文書抜粋 »
+===+

慢性腎不全透析患者のドライウェイト (DW) 設定等の体液量管理に心房性Na利尿ペプチド (ANP), 脳性Na利尿ペプチド (BNP), およびこれらの細胞内のセカンドメッセンジャーであるcyclic-GMP (c-GMP) の相互関係や有用性を血圧, 除水量等との関連性から検討した.
血液透析 (HD) 患者で, 1) ANP, BNP, c-GMP各々のHD前値は正常値に比較し著しく増加していた. HD前の上昇したANP, BNP, c-GMP値はHD後に著減した. 特にc-GMP, ANPは正常値上限近傍まで減少した. また, 三者間にはHD前値, HD後値, 透析による変化値 (Δ) のいずれの測定においても相互に強い正相関が認められた. 2) HD前c-GMPは収縮期血圧 (SBP) と有意に正相関を認めたが, ANPとBNPは血圧と関連性は認められなかった. 3) Δc-GMPはHDによる除水率 (%ΔBW) と相関した. しかし, Δ%BWとΔANP, Δ%BWとΔBNPとの間には関連性は認められなかった. 4) 糖尿病性 (DM) 腎不全HD患者においては, HD前, HD後において三者間の相関が減弱, またΔANP, ΔBNP, Δc-GMP間の相関関係は消失した. DM群と非糖尿病 (non-DM) 群間での比較ではHD後のANP, BNP, c-GMPはDM群でいずれも高値を示した.

+===+

作業指示 1 »
透析患者の体液量管理に関する文章によれば、HD前のc-GMPと有意な正相関を示したものは何か。
作業指示 2 »
透析患者の体液量管理に関する文章を、最後の文の後から書き継げ。

+===+

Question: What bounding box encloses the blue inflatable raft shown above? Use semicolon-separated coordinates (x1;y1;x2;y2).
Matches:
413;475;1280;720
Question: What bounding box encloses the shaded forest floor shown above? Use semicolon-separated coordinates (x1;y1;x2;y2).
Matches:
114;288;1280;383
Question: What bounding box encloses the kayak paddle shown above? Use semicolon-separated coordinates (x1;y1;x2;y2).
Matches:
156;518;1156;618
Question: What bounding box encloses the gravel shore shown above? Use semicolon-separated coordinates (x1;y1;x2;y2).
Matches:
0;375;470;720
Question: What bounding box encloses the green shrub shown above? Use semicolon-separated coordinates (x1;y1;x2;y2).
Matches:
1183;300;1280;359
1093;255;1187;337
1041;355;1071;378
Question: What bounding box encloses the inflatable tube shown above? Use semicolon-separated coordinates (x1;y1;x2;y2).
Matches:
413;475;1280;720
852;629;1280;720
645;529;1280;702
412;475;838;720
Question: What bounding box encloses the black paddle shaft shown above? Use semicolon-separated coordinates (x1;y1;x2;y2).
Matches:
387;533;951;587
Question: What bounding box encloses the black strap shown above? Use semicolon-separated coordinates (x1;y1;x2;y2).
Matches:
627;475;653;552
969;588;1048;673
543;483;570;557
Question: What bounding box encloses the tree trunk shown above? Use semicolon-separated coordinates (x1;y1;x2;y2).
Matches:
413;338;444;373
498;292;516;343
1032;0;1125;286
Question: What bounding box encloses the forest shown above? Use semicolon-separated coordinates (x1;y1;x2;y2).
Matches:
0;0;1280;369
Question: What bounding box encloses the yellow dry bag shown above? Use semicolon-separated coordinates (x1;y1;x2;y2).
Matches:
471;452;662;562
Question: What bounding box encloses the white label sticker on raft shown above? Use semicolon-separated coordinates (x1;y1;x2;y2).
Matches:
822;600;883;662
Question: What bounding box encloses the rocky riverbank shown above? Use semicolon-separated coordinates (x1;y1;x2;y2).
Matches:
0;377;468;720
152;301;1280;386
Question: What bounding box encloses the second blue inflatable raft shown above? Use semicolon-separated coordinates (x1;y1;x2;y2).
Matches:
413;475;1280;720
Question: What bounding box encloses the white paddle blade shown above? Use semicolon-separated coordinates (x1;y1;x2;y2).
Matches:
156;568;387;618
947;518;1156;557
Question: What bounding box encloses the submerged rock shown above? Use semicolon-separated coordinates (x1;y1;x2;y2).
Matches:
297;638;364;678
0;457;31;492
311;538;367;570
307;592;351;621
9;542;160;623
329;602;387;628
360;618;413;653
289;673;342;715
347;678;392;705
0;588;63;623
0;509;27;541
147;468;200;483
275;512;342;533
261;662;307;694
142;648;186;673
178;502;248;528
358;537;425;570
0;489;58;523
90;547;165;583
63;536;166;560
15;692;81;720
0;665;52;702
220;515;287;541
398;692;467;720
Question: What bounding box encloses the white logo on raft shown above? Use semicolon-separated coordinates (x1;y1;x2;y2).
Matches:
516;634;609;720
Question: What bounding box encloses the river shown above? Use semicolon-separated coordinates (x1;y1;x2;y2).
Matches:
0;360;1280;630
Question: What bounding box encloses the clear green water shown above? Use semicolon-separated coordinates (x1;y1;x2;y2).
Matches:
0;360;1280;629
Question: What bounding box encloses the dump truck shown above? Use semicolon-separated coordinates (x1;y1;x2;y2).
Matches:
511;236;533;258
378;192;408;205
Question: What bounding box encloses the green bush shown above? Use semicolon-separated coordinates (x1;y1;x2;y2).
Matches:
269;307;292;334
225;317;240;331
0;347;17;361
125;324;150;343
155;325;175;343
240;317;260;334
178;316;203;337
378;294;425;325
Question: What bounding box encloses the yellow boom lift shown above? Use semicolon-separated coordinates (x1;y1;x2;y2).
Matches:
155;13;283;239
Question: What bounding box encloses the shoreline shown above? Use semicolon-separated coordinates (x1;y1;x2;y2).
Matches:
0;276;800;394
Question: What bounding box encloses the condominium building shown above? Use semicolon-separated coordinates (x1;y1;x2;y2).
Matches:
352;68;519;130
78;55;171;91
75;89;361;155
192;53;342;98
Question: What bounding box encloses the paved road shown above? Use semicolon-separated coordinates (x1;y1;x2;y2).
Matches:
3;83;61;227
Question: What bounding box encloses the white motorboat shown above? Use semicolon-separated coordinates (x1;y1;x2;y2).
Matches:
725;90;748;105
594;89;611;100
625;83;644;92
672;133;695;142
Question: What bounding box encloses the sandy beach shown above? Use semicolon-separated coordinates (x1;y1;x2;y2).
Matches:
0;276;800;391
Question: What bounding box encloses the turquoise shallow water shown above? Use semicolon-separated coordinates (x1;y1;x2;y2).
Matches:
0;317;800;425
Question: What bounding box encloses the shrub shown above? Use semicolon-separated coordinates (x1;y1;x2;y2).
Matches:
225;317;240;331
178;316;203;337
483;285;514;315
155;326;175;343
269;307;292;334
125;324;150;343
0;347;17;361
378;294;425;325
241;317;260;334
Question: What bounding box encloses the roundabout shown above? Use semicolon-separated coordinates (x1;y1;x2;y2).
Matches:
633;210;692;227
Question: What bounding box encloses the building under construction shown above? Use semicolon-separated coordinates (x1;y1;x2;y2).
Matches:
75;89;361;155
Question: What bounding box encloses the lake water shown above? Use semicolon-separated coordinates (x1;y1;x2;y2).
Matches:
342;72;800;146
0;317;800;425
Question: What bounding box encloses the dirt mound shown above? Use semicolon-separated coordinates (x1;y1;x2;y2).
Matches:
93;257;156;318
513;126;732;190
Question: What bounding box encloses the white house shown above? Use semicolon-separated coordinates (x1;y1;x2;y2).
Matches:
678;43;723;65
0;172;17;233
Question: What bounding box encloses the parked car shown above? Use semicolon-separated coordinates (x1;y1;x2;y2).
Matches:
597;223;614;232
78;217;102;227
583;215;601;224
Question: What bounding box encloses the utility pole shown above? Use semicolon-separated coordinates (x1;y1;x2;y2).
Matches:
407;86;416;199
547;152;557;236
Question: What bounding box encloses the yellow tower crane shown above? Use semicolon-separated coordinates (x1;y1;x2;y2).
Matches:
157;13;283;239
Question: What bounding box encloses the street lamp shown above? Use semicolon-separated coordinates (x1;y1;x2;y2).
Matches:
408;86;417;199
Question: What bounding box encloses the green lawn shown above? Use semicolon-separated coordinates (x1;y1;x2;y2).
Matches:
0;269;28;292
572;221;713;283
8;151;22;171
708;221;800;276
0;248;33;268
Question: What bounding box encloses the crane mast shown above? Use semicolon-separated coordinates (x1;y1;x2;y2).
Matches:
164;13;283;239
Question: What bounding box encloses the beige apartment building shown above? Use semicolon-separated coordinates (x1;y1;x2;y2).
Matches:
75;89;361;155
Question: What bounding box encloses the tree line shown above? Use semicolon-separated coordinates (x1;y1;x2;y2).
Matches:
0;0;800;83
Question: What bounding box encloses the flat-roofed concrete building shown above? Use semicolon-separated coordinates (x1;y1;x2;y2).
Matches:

+===+

回答欄 1 »
収縮期血圧 (SBP) である。

回答欄 2 »
腹膜透析 (CAPD) 患者において, 5) HD患者同様ANP, BNP, c-GMP三者の値は正常値に比し著しく増加していた. 特にc-GMP, ANPは正常値上限に近く, HD後値にほぼ近似していた. 6) 三者間にいずれも強い正相関が認められた. 7) BNPはSBPならびに拡張期血圧 (DBP) と有意に相関したが, c-GMPとANPは血圧との関連性は認めなかった. 8) HD患者とは異なりDMの存在により6), 7) の相関関係が減弱あるいは消失することはなかった.
以上, HD患者では透析後のANP, c-GMP値を正常値上限近傍 (ANP<60pg/ml, c-GMP<20pmol/ml) に設定することで適正なDWの目安の一つとして有用である可能性が示唆された. ANPとc-GMPでは後者が体液量の変化をより鋭敏に反映しているものと考えられた. 一方, CAPD患者においてもANP, c-GMPの有用性は認められた. BNPはDWの指標としては使えないと思われた. DM合併HD患者ではc-GMP, ANPの有用性は減弱する.